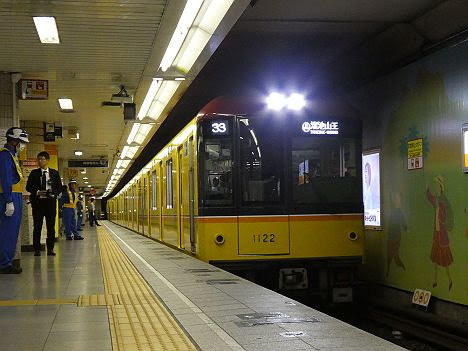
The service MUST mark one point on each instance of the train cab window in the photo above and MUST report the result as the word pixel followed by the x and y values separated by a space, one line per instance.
pixel 261 161
pixel 154 191
pixel 217 163
pixel 169 185
pixel 325 170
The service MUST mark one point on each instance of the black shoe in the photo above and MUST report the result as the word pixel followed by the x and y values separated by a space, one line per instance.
pixel 11 270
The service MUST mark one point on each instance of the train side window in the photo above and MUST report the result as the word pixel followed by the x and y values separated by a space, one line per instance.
pixel 218 172
pixel 261 161
pixel 169 185
pixel 325 170
pixel 154 191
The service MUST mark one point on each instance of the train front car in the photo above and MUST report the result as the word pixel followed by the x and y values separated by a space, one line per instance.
pixel 280 197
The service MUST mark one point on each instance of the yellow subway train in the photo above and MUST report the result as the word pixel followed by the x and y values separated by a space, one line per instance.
pixel 276 195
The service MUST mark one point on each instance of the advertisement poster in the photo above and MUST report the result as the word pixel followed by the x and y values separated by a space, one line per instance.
pixel 371 188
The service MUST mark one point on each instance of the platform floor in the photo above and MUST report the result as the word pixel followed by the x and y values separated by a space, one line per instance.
pixel 117 290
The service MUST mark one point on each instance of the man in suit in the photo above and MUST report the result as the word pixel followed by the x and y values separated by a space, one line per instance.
pixel 45 185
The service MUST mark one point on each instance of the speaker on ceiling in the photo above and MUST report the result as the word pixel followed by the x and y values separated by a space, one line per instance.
pixel 129 112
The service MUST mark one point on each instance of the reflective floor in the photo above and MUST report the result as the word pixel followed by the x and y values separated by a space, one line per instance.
pixel 76 270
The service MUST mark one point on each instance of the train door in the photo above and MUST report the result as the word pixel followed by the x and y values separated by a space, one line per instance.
pixel 155 207
pixel 190 239
pixel 181 202
pixel 145 205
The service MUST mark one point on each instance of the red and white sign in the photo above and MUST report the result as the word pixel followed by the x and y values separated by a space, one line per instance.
pixel 33 89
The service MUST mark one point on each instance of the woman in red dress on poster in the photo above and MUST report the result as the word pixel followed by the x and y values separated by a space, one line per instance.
pixel 441 254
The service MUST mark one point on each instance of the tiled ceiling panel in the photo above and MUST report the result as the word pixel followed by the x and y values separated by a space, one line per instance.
pixel 104 43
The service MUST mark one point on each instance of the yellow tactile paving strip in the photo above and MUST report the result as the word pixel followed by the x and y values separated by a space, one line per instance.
pixel 140 322
pixel 38 302
pixel 98 300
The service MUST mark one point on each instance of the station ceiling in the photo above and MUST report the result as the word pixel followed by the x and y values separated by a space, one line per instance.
pixel 332 45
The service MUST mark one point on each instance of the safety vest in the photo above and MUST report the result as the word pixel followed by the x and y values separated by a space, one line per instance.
pixel 71 203
pixel 18 187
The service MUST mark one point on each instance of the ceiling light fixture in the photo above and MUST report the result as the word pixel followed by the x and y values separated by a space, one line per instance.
pixel 66 104
pixel 154 87
pixel 185 22
pixel 47 30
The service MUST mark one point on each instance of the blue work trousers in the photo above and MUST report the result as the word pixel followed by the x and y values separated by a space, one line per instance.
pixel 9 229
pixel 70 222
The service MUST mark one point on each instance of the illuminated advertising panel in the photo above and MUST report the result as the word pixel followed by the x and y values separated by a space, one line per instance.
pixel 371 188
pixel 465 147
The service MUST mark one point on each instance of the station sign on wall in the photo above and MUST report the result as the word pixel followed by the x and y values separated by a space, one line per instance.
pixel 415 154
pixel 101 163
pixel 33 89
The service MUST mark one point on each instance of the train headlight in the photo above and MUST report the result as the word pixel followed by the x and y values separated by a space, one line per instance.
pixel 219 239
pixel 276 101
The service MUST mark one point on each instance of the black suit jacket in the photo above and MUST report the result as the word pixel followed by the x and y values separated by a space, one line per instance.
pixel 34 183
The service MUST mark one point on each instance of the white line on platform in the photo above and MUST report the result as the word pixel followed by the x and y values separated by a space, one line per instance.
pixel 233 345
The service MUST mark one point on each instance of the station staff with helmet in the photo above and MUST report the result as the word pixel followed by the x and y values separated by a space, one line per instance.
pixel 11 198
pixel 44 184
pixel 68 202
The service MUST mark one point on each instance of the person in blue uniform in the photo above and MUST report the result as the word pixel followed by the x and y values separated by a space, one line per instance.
pixel 79 212
pixel 67 203
pixel 11 198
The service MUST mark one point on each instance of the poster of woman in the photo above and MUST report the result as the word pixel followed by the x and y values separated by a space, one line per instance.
pixel 441 255
pixel 371 188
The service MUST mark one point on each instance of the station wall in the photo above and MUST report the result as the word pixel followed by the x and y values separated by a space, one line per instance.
pixel 424 238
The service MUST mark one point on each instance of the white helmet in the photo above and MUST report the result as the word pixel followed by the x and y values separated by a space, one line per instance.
pixel 17 134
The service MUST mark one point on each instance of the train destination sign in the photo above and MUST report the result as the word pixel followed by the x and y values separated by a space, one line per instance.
pixel 88 163
pixel 321 128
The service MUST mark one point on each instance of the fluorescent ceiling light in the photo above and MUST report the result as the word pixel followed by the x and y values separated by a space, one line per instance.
pixel 185 22
pixel 124 151
pixel 276 101
pixel 168 89
pixel 133 132
pixel 132 150
pixel 47 30
pixel 210 20
pixel 142 133
pixel 154 87
pixel 66 104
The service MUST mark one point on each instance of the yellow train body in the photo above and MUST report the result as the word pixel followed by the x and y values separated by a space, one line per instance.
pixel 146 207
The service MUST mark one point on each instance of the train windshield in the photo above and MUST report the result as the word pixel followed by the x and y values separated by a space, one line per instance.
pixel 325 170
pixel 260 160
pixel 217 163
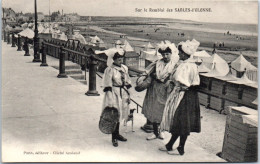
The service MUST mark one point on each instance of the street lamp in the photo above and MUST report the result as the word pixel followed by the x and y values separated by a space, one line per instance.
pixel 36 38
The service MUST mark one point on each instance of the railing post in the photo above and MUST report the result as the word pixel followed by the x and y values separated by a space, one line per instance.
pixel 92 77
pixel 62 73
pixel 5 34
pixel 19 43
pixel 26 47
pixel 44 63
pixel 13 40
pixel 8 38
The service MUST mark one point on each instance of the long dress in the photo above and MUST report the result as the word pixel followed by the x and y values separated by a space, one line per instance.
pixel 155 98
pixel 118 80
pixel 182 110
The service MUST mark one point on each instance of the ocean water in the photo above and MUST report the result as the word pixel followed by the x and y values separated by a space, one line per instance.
pixel 237 29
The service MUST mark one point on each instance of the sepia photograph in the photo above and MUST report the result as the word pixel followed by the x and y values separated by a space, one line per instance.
pixel 129 81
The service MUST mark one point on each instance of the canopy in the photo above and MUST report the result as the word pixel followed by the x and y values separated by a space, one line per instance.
pixel 240 64
pixel 150 55
pixel 63 37
pixel 255 101
pixel 201 54
pixel 118 42
pixel 127 47
pixel 243 80
pixel 30 24
pixel 203 68
pixel 228 77
pixel 8 28
pixel 148 46
pixel 27 33
pixel 25 25
pixel 96 39
pixel 47 31
pixel 220 65
pixel 40 28
pixel 80 38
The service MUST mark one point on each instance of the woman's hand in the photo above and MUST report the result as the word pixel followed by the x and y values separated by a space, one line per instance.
pixel 110 99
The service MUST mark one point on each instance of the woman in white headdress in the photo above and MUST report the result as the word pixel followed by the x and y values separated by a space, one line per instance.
pixel 182 110
pixel 156 94
pixel 116 82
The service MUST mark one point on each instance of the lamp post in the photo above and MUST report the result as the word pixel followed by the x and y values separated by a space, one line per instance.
pixel 36 38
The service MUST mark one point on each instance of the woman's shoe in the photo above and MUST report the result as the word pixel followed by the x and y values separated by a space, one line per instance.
pixel 161 136
pixel 180 150
pixel 172 152
pixel 114 142
pixel 152 137
pixel 164 148
pixel 121 138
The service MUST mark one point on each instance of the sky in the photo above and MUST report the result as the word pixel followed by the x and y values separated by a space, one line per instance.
pixel 222 11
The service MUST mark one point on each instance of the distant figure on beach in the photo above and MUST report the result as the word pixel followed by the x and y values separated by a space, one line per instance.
pixel 214 51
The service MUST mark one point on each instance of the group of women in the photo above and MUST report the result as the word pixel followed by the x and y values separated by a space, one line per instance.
pixel 171 102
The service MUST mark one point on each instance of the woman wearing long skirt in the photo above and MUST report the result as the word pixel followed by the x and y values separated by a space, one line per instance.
pixel 116 82
pixel 182 110
pixel 156 94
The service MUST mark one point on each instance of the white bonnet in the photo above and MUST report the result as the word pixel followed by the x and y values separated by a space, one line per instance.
pixel 165 44
pixel 190 47
pixel 110 54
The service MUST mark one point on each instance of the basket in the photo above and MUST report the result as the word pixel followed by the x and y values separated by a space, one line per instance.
pixel 142 83
pixel 108 120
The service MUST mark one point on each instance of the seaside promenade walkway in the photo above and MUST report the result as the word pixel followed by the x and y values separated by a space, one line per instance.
pixel 47 119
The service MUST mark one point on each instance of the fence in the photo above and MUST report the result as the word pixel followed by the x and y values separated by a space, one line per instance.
pixel 83 55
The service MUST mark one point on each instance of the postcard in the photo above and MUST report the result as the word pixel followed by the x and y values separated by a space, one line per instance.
pixel 129 81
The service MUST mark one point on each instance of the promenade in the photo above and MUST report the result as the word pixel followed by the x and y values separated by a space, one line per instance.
pixel 48 119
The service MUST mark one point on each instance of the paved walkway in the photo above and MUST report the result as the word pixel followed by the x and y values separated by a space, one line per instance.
pixel 47 119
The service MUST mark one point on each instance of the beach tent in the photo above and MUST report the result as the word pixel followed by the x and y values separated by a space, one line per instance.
pixel 47 31
pixel 30 25
pixel 240 64
pixel 25 25
pixel 148 46
pixel 255 101
pixel 201 54
pixel 203 68
pixel 228 77
pixel 40 28
pixel 118 44
pixel 96 39
pixel 127 47
pixel 8 28
pixel 63 37
pixel 243 80
pixel 27 33
pixel 150 55
pixel 217 63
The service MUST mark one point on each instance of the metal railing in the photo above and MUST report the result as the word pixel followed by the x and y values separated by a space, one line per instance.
pixel 82 55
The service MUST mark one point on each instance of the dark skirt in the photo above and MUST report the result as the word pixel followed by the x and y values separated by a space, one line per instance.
pixel 154 101
pixel 187 116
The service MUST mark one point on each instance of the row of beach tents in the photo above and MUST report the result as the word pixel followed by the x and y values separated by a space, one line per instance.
pixel 212 65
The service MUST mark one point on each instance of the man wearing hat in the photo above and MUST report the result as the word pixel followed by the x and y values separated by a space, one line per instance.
pixel 116 82
pixel 182 110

### Exercise details
Return the lines above, starting at the one that contains "of the postcard" and running through the last, exactly as they appear, with no extra lines.

### Answer to the exercise
The service MUST mark one point on each instance of the postcard in the photo above and MUST report the result as the word pixel followed by the x and y values separated by a space, one line per instance.
pixel 129 81
The service MUST mark one point on each instance of the promenade in the photo above and MUST report the result as the word pixel followed by the x and y values separated by a space, one line per instance.
pixel 48 119
The service MUST mark one point on each instance of the paved walkway in the photo above and MUST report the result as the word pixel followed by the x and y values separated by a space, one line per instance.
pixel 47 119
The service MUST mark one point on each instance of the beach tent in the photo above and MUST report the result as the word pixel followed by the x and y values separated by a space, one line per instance.
pixel 47 31
pixel 30 25
pixel 240 64
pixel 25 25
pixel 148 46
pixel 255 101
pixel 201 54
pixel 203 68
pixel 228 77
pixel 40 28
pixel 118 44
pixel 96 39
pixel 127 47
pixel 8 28
pixel 63 37
pixel 243 80
pixel 27 33
pixel 150 55
pixel 217 63
The service MUST mark one point on each instance of the metal railing in the photo above and MUST report the result as the word pixel followed by the x and y values separated by a space, one line per instance.
pixel 82 55
The service MUST mark one point on each instance of the dark skirt in the photo above and MUST report the result as the word pixel followed by the x and y values separated by a space, one line per instance.
pixel 154 101
pixel 187 116
The service MUST mark one point on each instance of the row of beach tents in the photo above and MUST report the result as the word pixel followed by the x and y values separated by a space, one line per instance.
pixel 212 65
The service MUST mark one point on each instance of the man wearing hat in the photo above and MUST report the result as the word pixel followed by the x and y values separated by a space, one line per instance.
pixel 116 82
pixel 182 110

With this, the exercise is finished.